* Provided text *
::::::::::

NIH News Release
National Institute of Child Health
and Human Development

January 29, 1999
5:00 PM EST

Robert Bock
John McGrath
(301) 496-5133

Researchers Determine Three-Dimensional Structure of Melatonin-Producing Enzyme

Researchers from two NIH institutes have determined the three-dimensional structure of an enzyme that produces melatonin--a key hormone that regulates the body's internal clock. The accomplishment may lead to the eventual design of drugs to fight jet lag, to help shift workers adjust to variable schedules, and to combat depression.

The finding, appearing in the January issue of Molecular Cell, represents the first time that the structure of a protein involved in regulating the body's day/night rhythms has been determined.

The authors of the paper were Alison Burgess Hickman and David C. Klein, of the Laboratory of Developmental Neurobiology at the National Institute of Child Health and Human Development (NICHD) and Fred Dyda, of the Laboratory of Molecular Biology at the National Institute of Diabetes and Digestive and Kidney Diseases.

Briefly, Dr. Klein explained, melatonin is made in the pineal gland of the brain from the brain chemical, serotonin, with the help of two enzymes: arylalkylamine N-acetyl transferase (AA-NAT) and hydroxyindole-O-methyl transferase (HIOMT). AA-NAT appears to be the "melatonin rhythm enzyme," because a large increase in the activity of AA-NAT is responsible for the high levels of melatonin found in the brain and in the bloodstream at night. Similarly, low levels of melatonin formed during the day reflect low levels of this enzyme. This difference in day and night levels of melatonin is important for setting the body's circadian clock.

::::::::::

* Collected material *
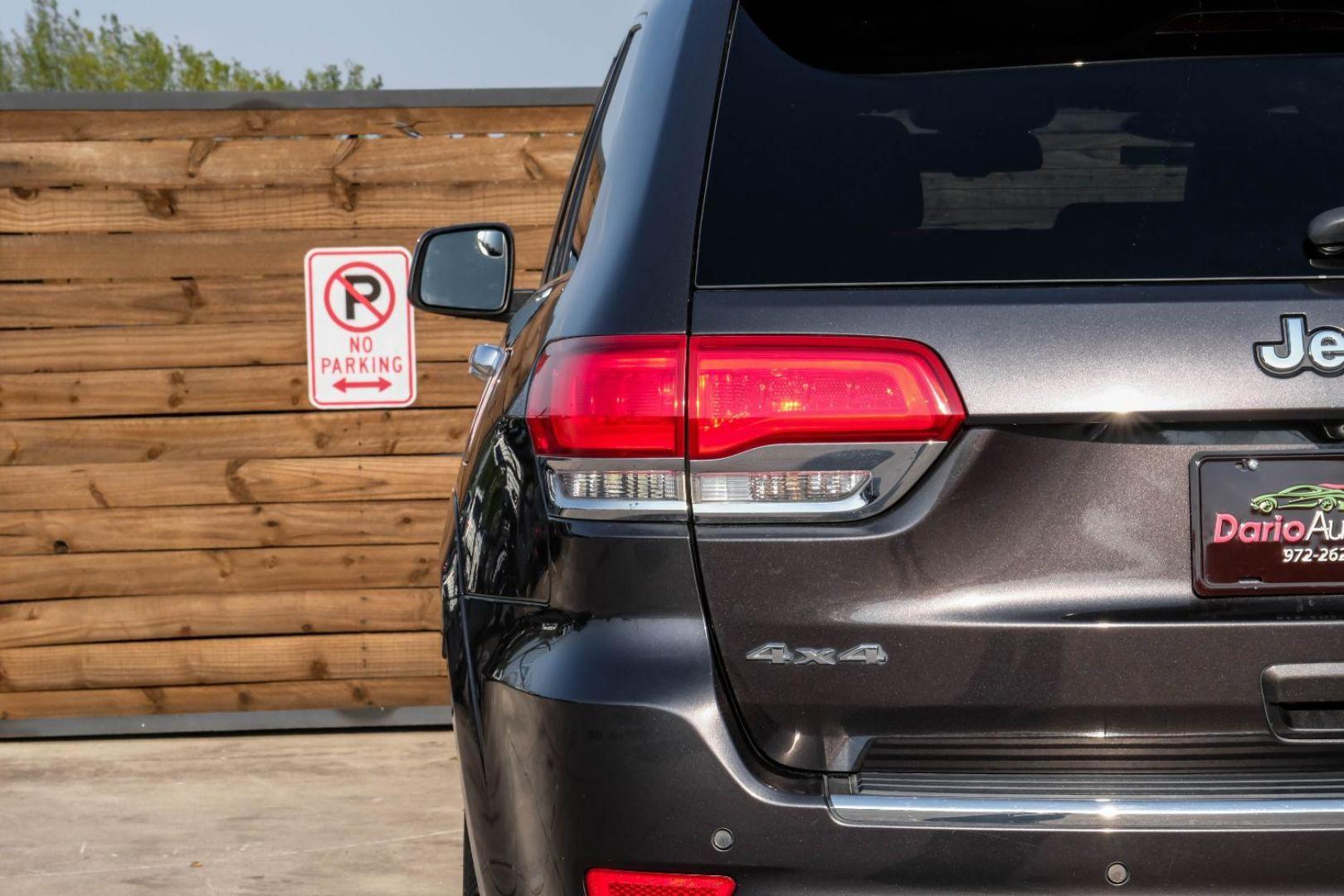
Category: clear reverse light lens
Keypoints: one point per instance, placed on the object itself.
(778, 488)
(620, 485)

::::::::::

* Goal of the exercise *
Continue the news release about the melatonin-producing enzyme, starting after its final sentence. The data play no part in this exercise.

* Solved problem *
In the current paper, the three NIH researchers determined the three dimensional structure of AA-NAT. This advance will allow researchers to more precisely determine how melatonin is produced in response to darkness, and how production is switched off in response to light. In the Molecular Cell paper, the investigators wrote that such knowledge may, in turn, lead to the eventual design of drugs to that would prevent AA-NAT from being produced or destroyed. A drug interfering with AA-NAT production might promote wakefulness, and a drug preventing the enzyme from being degraded might enhance sleep. Similarly, a drug that inhibits AA-NAT might provide a way to elevate brain levels of serotonin, thereby providing a treatment for serotonin-related diseases, such as depression.